▶ À COMPLÉTER:
(1) Relevez tous les noms d'auteurs cités dans le texte sur le patrimoine.
(2) D'après le texte sur le patrimoine, sur quel cas Thierry Bonnot fonde-t-il son étude ?

▶ TEXTE:
━━━━━━━━━━━━━━━━
L’étude de cas comparative effectuée par Sarah Rojon est tirée d’un travail de terrain ethnographique relatif à l’appropriation par l’image d’espaces urbains postindustriels chez des photographes amateurs. Elle met en question des pratiques culturelles (ré)créatives et interactives qui s’épanouissent en dehors du contrôle des institutions patrimoniales traditionnelles, sans négation de leur influence. À partir d’un ensemble d’exemples, Rojon présente plusieurs aspects de la question, comme l’imposition du pouvoir par le haut ou des résistances par le bas, selon différents contextes nationaux. Elle souligne qu’à l’aune des transformations technologiques de l’information et de la communication, un changement de paradigme, la « dépatternisation » du patrimoine, s’avère indispensable. Et elle propose le recours à des pratiques novatrices, en exprimant un souhait de rupture avec la vague des patrimonialisations telles qu’étudiées depuis les années 1990. Rojon précise aussi que l’accès aux récentes technologies révèle des potentialités nouvelles pour médiatiser et partager les objets patrimoniaux.
Quant à Thierry Bonnot, se basant sur le cas du lavoir à charbon des Chavannes, à Montceau-les-Mines, en France, il tente de saisir les diverses modalités, antagonistes, de construction ou de contestation du patrimoine, et de définition même de la notion de patrimoine. Enfin, le dernier élément de cette partie du livre, présenté par Macarena Hernández-Ramírez et Esteban Ruiz-Ballesteros, concerne l’élargissement de la notion du patrimoine et montre l’importance de l’intégration de la consommation dans l’étude du patrimoine en le présentant comme un élément de base de la construction du sujet social.
━━━━━━━━━━━━━━━━
▶ LISTE DES DONNÉES:
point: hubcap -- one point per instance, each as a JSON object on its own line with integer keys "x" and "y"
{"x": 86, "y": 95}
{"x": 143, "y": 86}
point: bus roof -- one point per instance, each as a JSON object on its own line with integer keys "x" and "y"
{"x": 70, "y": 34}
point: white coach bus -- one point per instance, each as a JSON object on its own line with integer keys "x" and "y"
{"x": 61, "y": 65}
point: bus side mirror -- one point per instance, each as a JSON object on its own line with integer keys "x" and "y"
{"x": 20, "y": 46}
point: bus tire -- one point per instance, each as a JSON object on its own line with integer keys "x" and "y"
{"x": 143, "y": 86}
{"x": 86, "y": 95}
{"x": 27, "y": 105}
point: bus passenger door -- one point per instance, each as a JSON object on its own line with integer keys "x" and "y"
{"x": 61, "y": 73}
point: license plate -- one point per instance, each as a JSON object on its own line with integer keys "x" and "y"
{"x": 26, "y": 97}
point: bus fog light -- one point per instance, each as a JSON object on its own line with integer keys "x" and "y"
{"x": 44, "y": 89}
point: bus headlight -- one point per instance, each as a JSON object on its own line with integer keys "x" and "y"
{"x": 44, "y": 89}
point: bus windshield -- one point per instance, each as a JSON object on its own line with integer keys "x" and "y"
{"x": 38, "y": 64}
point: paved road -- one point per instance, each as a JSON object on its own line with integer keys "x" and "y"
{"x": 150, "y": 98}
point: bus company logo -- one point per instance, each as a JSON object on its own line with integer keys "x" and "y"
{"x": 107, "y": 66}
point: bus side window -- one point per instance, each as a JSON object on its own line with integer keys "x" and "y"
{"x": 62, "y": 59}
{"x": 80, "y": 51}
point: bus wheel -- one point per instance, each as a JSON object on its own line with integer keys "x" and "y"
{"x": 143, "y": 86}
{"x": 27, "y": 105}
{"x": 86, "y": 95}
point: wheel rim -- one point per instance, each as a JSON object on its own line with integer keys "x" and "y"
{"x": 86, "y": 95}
━━━━━━━━━━━━━━━━
▶ CORRIGÉ:
(1) Sarah Rojon, Thierry Bonnot, Macarena Hernández-Ramírez, Esteban Ruiz-Ballesteros

(2) Sur le lavoir à charbon des Chavannes, à Montceau-les-Mines, en France.